作業一覧.
(a) クルーズ船対応に関する記事のうち、「被害者となったのは、クルーズ船の乗員乗客ばかりではない。」から始まり「ません」(全国紙社会部記者)」に至るまでの箇所を、一字一句違えずに書き写してください。
(b) クルーズ船対応に関する記事で発言が引用されているカイル・クリーブランド教授は、どの大学の教授ですか。

原文抜粋.
-*-*-

クルーズ船内での日本政府の対応を批判するニューヨーク・タイムズ紙は、東日本大震災(2011年)の福島第一原発事故時の日本の危機対応を研究した米テンプル大学のカイル・クリーブランド教授の発言を交え、こう掲載した。
《日本は、ときに、自分の能力の犠牲者になる。日本はあらゆる点ですべて機能しているし、よく構造化された、機能的社会だ。しかし、レールから外れたときでも、日々行っている通常のプロセスで充分だと考えてしまうところがある。しかし、特別な状況では、特別な対応が求められるのだ》
間違っていることが明らかでも、“建て前”に無言で従えば、誰も責任を取らなくていい──これが一度決めたルールに縛られて、柔軟な対応ができない、日本という“マニュアル国家”の正体なのだ。
被害者となったのは、クルーズ船の乗員乗客ばかりではない。
「船内で対応にあたった検疫官などの政府職員にも感染者が続出しました。政府の対応が後手後手に回ったため“クルーズ船は巨大な感染源”とのイメージが先行して、船内で作業した政府職員などが自分の地域に戻ったときに“近寄るな”“子供を幼稚園に登園させるな”と周囲から言われたケースもあります」(前出・政府関係者)
政府の対応の拙さにより、騒動の初期に武漢からチャーター機で帰国した人々の宿泊先でも混乱が生じた。
「宿泊先の部屋の鍵すら受け取れず“軟禁状態”に置かれた帰国者は精神的に追い詰められました。帰国者の受け入れ作業にあたった政府関係者や公務員も過酷な勤務状況が続き、2月1日には内閣官房の男性職員が自殺に追い込まれました。現在でも症状を訴える患者の処置に追われる医療関係者は、自ら感染のリスクを負いながら疲労困憊で奮闘してます。こうした現場の人々の疲労困憊ぶりを国が理解しているとは思えません」(全国紙社会部記者)
国の無策のしわ寄せで、現場の限界が近づいている。

-*-*-

資料一覧.
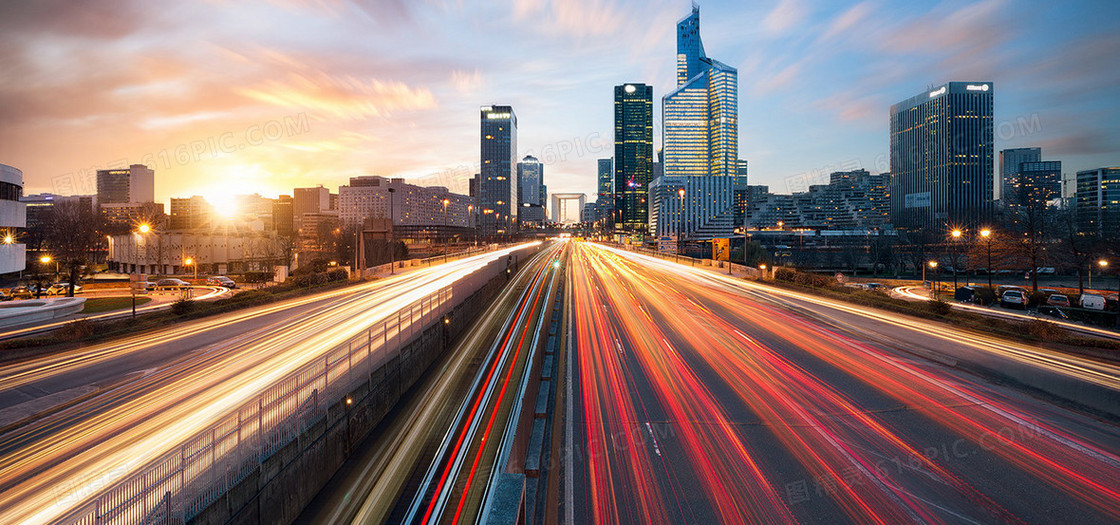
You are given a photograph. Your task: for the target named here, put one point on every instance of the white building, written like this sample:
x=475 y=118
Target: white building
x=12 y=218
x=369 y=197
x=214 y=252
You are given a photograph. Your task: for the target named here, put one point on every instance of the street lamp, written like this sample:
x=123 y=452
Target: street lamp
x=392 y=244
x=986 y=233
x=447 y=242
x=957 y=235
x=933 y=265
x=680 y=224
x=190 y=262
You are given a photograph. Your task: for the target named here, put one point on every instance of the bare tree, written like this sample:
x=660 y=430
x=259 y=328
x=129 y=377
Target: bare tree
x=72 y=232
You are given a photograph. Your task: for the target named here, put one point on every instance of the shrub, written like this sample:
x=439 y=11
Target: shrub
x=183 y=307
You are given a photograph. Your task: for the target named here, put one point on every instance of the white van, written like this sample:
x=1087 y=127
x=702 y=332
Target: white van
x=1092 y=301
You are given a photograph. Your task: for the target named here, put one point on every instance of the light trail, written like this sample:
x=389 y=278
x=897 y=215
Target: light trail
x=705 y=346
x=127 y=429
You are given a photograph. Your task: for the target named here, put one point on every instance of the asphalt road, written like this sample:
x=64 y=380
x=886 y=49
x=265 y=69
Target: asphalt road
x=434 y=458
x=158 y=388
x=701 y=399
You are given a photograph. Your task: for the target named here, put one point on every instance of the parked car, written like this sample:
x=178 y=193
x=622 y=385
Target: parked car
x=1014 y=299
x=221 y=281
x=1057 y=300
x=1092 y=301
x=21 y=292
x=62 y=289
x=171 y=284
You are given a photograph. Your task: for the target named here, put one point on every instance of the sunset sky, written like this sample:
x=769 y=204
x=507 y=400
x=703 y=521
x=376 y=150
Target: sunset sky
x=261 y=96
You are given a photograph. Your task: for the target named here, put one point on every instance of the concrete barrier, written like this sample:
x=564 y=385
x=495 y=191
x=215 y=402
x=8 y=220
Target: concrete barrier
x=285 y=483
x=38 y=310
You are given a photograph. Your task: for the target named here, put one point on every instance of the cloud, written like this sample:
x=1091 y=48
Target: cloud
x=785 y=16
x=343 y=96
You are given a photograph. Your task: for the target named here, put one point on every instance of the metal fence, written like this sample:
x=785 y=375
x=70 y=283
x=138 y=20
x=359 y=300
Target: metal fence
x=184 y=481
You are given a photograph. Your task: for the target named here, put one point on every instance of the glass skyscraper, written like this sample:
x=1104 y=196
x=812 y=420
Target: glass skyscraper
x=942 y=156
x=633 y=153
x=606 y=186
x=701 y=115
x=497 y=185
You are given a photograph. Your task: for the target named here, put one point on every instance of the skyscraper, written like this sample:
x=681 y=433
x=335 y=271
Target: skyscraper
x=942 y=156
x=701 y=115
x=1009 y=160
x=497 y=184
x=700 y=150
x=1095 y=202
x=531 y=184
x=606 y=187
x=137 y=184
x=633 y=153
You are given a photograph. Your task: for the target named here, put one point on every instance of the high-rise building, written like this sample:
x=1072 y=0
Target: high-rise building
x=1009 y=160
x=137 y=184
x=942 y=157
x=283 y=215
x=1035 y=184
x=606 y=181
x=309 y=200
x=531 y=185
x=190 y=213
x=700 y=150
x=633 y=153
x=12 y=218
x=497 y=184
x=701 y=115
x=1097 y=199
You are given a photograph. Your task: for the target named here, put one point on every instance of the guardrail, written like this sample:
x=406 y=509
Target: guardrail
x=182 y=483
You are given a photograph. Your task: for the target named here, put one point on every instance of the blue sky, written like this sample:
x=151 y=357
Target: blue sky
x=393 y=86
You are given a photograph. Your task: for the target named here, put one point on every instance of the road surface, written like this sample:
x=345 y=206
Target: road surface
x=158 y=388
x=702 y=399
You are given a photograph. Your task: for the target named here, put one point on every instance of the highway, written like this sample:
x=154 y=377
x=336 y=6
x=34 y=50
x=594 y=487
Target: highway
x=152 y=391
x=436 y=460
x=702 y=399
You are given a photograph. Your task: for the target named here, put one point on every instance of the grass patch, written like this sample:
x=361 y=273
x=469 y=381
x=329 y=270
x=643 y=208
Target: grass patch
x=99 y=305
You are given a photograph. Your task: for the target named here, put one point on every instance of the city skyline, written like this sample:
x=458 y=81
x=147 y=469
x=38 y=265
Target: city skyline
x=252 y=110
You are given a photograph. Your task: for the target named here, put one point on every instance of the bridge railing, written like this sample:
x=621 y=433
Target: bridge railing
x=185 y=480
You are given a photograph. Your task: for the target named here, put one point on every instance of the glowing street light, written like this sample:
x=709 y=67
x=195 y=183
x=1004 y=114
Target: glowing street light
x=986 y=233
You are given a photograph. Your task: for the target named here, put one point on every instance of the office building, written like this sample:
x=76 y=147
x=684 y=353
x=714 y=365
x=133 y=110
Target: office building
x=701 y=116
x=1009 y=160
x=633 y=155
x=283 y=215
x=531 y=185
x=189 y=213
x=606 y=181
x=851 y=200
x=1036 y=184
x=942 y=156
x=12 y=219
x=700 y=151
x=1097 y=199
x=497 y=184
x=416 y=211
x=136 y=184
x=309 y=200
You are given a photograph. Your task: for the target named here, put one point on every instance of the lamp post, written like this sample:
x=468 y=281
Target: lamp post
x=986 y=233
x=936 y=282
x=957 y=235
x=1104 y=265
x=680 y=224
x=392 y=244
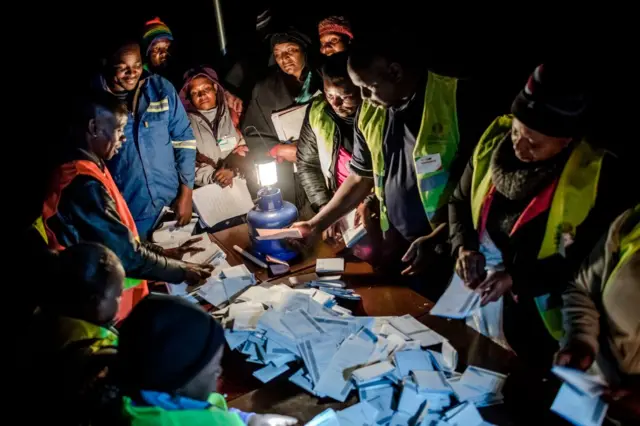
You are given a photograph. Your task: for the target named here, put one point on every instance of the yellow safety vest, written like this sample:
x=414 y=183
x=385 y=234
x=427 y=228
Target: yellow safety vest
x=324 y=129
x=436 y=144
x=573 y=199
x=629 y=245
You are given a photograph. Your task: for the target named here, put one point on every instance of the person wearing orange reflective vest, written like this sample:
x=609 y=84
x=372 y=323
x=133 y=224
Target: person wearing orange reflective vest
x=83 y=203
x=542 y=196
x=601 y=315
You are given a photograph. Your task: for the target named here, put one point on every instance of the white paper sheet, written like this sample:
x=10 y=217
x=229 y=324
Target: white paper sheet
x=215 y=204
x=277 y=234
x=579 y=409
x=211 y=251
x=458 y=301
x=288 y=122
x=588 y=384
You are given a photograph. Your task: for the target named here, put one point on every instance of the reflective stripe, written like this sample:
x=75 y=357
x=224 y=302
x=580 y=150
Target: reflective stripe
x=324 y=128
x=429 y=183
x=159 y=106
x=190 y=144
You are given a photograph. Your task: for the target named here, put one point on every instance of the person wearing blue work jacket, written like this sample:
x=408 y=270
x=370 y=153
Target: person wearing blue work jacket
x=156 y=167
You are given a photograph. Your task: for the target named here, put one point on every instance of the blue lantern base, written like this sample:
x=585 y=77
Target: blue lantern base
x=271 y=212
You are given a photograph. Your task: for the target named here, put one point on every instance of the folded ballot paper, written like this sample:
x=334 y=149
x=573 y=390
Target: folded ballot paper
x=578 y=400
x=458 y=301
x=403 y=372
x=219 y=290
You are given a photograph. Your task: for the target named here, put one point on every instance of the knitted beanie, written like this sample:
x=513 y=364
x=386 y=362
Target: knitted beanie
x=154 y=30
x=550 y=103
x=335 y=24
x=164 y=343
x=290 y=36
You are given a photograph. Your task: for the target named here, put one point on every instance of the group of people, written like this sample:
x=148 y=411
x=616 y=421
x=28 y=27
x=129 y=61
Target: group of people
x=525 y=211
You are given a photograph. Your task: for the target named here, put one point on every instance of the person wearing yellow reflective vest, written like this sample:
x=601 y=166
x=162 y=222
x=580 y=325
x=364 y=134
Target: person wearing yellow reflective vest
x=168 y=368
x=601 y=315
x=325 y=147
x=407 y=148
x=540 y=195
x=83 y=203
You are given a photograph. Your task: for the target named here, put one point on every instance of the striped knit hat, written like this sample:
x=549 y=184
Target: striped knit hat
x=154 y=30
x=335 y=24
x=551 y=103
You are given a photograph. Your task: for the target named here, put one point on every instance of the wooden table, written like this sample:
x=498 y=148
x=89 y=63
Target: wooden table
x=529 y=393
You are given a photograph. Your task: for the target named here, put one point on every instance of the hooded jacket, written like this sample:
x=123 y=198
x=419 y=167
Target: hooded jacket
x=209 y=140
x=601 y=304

-*-*-

作業別の回答.
(a)
被害者となったのは、クルーズ船の乗員乗客ばかりではない。
「船内で対応にあたった検疫官などの政府職員にも感染者が続出しました。政府の対応が後手後手に回ったため“クルーズ船は巨大な感染源”とのイメージが先行して、船内で作業した政府職員などが自分の地域に戻ったときに“近寄るな”“子供を幼稚園に登園させるな”と周囲から言われたケースもあります」(前出・政府関係者)
政府の対応の拙さにより、騒動の初期に武漢からチャーター機で帰国した人々の宿泊先でも混乱が生じた。
「宿泊先の部屋の鍵すら受け取れず“軟禁状態”に置かれた帰国者は精神的に追い詰められました。帰国者の受け入れ作業にあたった政府関係者や公務員も過酷な勤務状況が続き、2月1日には内閣官房の男性職員が自殺に追い込まれました。現在でも症状を訴える患者の処置に追われる医療関係者は、自ら感染のリスクを負いながら疲労困憊で奮闘してます。こうした現場の人々の疲労困憊ぶりを国が理解しているとは思えません」(全国紙社会部記者)

(b) 米テンプル大学の教授です。